__Objective__. Set out the lines of the listing below as a numbered list, starting with the line that contains "the strawberry plant" and ending with the last line of the listing, and leave out any blank lines.
-- Material for this exercise start --
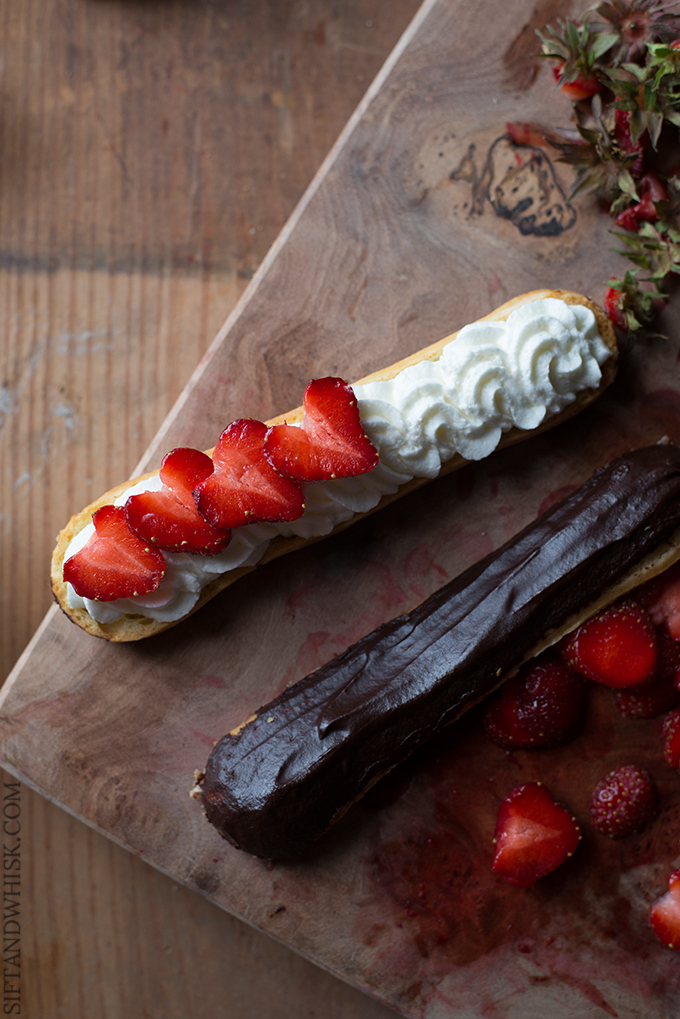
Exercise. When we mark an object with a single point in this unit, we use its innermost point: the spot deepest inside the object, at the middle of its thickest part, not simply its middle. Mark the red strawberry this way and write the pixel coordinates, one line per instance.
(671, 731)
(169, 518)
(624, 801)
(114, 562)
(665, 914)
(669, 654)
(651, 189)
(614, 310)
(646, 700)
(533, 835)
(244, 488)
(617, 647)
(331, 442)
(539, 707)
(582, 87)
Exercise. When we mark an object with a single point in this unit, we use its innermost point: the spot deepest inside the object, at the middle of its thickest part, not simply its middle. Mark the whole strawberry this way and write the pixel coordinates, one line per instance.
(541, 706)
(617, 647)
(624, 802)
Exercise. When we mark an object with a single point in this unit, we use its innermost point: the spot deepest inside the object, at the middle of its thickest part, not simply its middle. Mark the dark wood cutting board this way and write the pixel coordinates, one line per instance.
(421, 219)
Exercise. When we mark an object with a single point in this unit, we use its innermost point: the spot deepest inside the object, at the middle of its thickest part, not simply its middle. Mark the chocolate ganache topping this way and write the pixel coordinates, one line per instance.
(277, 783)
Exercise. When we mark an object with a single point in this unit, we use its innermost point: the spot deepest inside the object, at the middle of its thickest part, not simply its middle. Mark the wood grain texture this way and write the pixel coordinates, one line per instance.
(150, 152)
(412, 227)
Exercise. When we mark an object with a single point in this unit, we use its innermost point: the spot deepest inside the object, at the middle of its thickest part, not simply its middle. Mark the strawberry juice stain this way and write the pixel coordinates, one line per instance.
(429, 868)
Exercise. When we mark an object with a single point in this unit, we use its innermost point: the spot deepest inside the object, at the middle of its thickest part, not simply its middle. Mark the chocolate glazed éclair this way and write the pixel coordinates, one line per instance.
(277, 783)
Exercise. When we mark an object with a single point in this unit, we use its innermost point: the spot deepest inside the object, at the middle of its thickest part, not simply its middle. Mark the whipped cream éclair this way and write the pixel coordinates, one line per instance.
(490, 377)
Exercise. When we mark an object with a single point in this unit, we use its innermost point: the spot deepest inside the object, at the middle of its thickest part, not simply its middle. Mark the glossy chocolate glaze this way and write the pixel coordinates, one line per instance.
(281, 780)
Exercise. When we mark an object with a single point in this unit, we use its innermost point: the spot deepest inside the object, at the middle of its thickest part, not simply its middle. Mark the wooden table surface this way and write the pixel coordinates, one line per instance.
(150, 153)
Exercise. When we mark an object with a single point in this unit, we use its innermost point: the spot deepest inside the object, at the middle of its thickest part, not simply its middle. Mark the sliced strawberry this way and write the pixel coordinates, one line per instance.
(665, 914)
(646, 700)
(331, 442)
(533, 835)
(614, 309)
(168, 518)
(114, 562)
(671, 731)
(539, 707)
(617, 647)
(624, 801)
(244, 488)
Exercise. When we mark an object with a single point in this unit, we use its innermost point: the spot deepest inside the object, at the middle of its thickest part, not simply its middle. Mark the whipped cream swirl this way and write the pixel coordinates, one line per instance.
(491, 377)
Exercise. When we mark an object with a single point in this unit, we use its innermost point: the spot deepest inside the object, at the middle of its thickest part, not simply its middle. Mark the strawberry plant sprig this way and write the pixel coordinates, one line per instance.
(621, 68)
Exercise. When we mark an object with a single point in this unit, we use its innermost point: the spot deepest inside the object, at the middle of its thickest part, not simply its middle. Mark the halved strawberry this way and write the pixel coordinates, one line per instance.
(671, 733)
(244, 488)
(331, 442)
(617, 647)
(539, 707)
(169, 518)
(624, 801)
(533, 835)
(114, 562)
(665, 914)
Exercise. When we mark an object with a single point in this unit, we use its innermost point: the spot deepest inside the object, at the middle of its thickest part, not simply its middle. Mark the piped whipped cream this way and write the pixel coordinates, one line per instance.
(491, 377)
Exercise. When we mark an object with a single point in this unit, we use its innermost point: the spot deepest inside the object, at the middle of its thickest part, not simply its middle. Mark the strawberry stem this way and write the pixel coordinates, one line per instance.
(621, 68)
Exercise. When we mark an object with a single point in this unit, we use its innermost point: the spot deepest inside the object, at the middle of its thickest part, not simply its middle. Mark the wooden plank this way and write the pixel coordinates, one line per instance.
-- Material for this exercise end --
__Exercise answer__.
1. Exercise. When we mark an object with a single point in this unit, we use its innermost point: the spot deepest inside the object, at the middle of its thickest part, not simply its middle. Mark the strawberry plant sprig this way and write the pixel coordinates, one line per instance.
2. (621, 68)
3. Exercise. When we mark an object with a single point in this unit, we use its innermost point: the spot deepest inside the object, at the middle of its thickest part, not simply its middle. Mark the halved strawberry this way and write the pixel coordinates, one line per instance.
4. (671, 733)
5. (244, 488)
6. (331, 442)
7. (617, 647)
8. (539, 707)
9. (169, 518)
10. (624, 801)
11. (533, 835)
12. (114, 562)
13. (665, 914)
14. Exercise. When we mark an object with a single point in this unit, we use its innermost point: the spot deepest inside the object, at the middle of its thickest part, not simply its middle. Mark the piped whipped cream this way and write the pixel coordinates, one line per instance.
15. (491, 377)
16. Exercise. When we mark an object with a single point in this unit, we use its innermost point: the spot deepest inside the object, at the middle of its thickest part, not simply its middle. Mark the strawberry stem this way and write the pixel coordinates, one line per instance.
17. (621, 68)
18. Exercise. When we mark an object with a single point in this unit, we use its innermost point: the spot deepest inside the object, at the middle of its thickest part, not simply its middle. Mark the wooden plank this way and write the pixel coordinates, one line per instance.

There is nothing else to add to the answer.